▶ _Extracted entries_
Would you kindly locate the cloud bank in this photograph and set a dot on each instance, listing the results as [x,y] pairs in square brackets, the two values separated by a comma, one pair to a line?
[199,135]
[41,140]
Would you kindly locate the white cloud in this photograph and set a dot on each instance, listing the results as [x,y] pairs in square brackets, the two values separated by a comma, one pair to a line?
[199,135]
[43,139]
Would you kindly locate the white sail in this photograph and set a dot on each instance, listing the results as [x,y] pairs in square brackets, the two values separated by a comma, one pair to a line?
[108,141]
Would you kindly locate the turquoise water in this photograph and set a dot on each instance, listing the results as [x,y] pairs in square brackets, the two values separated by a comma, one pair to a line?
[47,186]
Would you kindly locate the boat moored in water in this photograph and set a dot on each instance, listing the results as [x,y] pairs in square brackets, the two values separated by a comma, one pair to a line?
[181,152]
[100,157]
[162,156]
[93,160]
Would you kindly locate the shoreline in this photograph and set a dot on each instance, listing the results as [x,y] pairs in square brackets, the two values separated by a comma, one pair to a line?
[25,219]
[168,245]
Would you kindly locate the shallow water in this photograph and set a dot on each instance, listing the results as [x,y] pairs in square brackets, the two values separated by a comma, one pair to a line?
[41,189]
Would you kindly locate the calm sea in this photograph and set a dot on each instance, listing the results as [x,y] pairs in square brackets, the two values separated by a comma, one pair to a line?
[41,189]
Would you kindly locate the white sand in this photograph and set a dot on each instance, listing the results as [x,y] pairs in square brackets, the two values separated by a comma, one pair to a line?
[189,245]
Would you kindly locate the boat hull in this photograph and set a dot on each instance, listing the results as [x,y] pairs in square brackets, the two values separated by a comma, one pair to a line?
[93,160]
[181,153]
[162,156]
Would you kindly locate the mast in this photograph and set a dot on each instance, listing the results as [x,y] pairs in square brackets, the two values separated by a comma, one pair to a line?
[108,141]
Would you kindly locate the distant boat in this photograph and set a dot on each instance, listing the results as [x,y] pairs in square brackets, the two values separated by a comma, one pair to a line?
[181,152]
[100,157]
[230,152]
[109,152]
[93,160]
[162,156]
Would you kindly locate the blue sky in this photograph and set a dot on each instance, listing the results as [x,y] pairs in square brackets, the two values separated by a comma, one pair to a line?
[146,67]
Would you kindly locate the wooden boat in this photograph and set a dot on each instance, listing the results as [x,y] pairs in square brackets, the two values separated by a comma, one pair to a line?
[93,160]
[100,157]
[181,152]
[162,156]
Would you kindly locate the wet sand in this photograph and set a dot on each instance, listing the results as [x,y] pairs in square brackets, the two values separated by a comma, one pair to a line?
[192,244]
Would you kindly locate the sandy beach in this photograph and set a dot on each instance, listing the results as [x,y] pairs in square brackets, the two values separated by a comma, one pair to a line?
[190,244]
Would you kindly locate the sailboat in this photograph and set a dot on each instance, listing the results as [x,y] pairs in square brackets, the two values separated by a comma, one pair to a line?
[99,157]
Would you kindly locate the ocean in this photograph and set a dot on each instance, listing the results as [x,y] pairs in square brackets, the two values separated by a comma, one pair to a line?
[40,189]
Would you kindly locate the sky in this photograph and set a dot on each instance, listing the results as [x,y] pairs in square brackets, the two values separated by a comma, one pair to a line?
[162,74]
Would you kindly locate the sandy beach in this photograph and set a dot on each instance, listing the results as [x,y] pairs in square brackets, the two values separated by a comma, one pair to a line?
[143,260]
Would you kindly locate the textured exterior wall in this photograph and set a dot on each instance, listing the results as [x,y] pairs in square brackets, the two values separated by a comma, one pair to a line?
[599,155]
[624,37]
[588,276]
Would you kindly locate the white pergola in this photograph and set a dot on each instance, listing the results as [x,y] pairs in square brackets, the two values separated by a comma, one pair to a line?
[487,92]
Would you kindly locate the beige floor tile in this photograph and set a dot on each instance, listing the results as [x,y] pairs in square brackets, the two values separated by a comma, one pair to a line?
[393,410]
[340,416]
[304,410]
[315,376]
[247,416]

▶ _To be done_
Nothing in the data may differ; print all of it exactly as written.

▶ _Solution for this problem_
Would you kindly locate the cloud bank in this photograph and set a dot on each instance, listing the results as [x,y] pairs in square brackets, the two values separated by a comma, one pair to a line?
[199,135]
[41,140]
Would you kindly locate the white cloud in this photograph and set a dot on each instance, listing the results as [x,y] pairs in square brackets, the two values separated by a comma, one pair to a line?
[199,135]
[43,139]
Would you kindly locate the white sail in this photograph and set a dot on each instance, listing the results as [x,y] pairs in square brackets, the two values separated by a comma, one pair to a line?
[108,141]
Would you kindly locate the turquoise water in this photograph and set a dot on each instance, listing the results as [x,y] pairs in square brackets, the two values separated by a comma, one pair to a line?
[47,186]
Would you kindly locate the boat moored in water in this photograph and set a dot on each instance, listing the results as [x,y] pairs in square brackets, the two values separated by a comma, one pair to a line?
[181,152]
[100,157]
[162,156]
[93,160]
Would you kindly locate the shoreline in this photograph and set a dot on each instance, listing the results as [x,y] pairs in square brackets, the two values separated by a comma, one pair to a line?
[25,219]
[168,245]
Would you kindly locate the shallow water in this photograph and set a dot on each instance, listing the results as [x,y] pairs in square brackets, the two values separated by a comma, one pair to a line?
[41,189]
Would you kindly locate the calm sea in this photograph and set a dot on each instance, listing the results as [x,y] pairs in square brackets, the two values separated by a comma, one pair to a line?
[41,189]
Would you kindly locate the white sand in this photograph and set a dot on each instance, listing the results as [x,y] pairs in square brackets, the two values separated by a comma, one pair to a line?
[189,245]
Would you kindly locate the boat hull in this photograph and set a dot on each instance, listing the results as [x,y] pairs in square brackets, the two values separated by a comma, one pair to a line?
[93,160]
[181,153]
[162,156]
Would you kindly locate the mast in this photograph and set a dot on each instance, listing the results as [x,y] pairs in square brackets, the two values separated by a comma, one pair to a line?
[108,141]
Would you kindly locate the distant boat in this photograph and set a dot on each instance, listing the results as [x,y] pairs in square brackets, the two values separated by a comma, one pair to a line?
[181,152]
[100,157]
[230,152]
[109,152]
[93,160]
[162,156]
Would you kindly locate the blue sky in this photograph and set a dot on each instance, listing the results as [x,y] pairs in square brackets, the two values separated by a comma, one pair to a line?
[146,67]
Would you kindly locate the wooden boat in this photograph and set a dot on each instance, listing the results as [x,y] pairs in square brackets, the two values separated by a comma, one pair to a line?
[93,160]
[100,157]
[181,152]
[162,156]
Would you kindly locate the wet sand in this photograph and set a dot on each instance, listing the results as [x,y] pairs in square brackets, the two values separated by a comma, one pair to a line?
[192,244]
Would you kindly locate the sandy beach in this photograph and set a dot on each instance, listing the results as [x,y] pairs in square brackets, the two values separated by a comma, one pair to a line?
[190,244]
Would you kindly locate the sailboat in this photograph and set a dot on each instance, listing the results as [x,y] pairs in square brackets, the two values separated by a comma, one pair to a line?
[99,157]
Would you kindly locate the ocean in this photograph and set a dot on each instance, listing the results as [x,y] pairs in square brackets, the two values separated by a comma, one pair to a line?
[40,189]
Would you kindly locate the sky in this photograph and set a dot on each instance, listing the results as [x,y] pairs in square brackets, the two values separated by a comma, one pair to a line?
[162,74]
Would you kindly locate the sandy beach in this photograph and set a dot on each instance, listing the results as [x,y] pairs in square brackets, the two values separated by a comma, one pair to a line?
[143,260]
Would you kindly locate the textured exterior wall in this photograph and set a dot on each instance, listing the results as [x,y] pairs in square brackets, the two values separated by a comma, one pair to a line?
[599,155]
[624,37]
[588,276]
Would you kindly locate the white pergola in this photograph and set a dot on each instance, listing the results as [x,y] pairs in square brackets, the two values separated by a comma, one pair to a line?
[487,92]
Would you kindly locate the beige floor tile in this photograph and set a dot on each instance, listing the results as [x,y] pairs in square brackets, the two values separated by a comma, one pair to a line?
[393,410]
[340,416]
[304,410]
[315,376]
[247,416]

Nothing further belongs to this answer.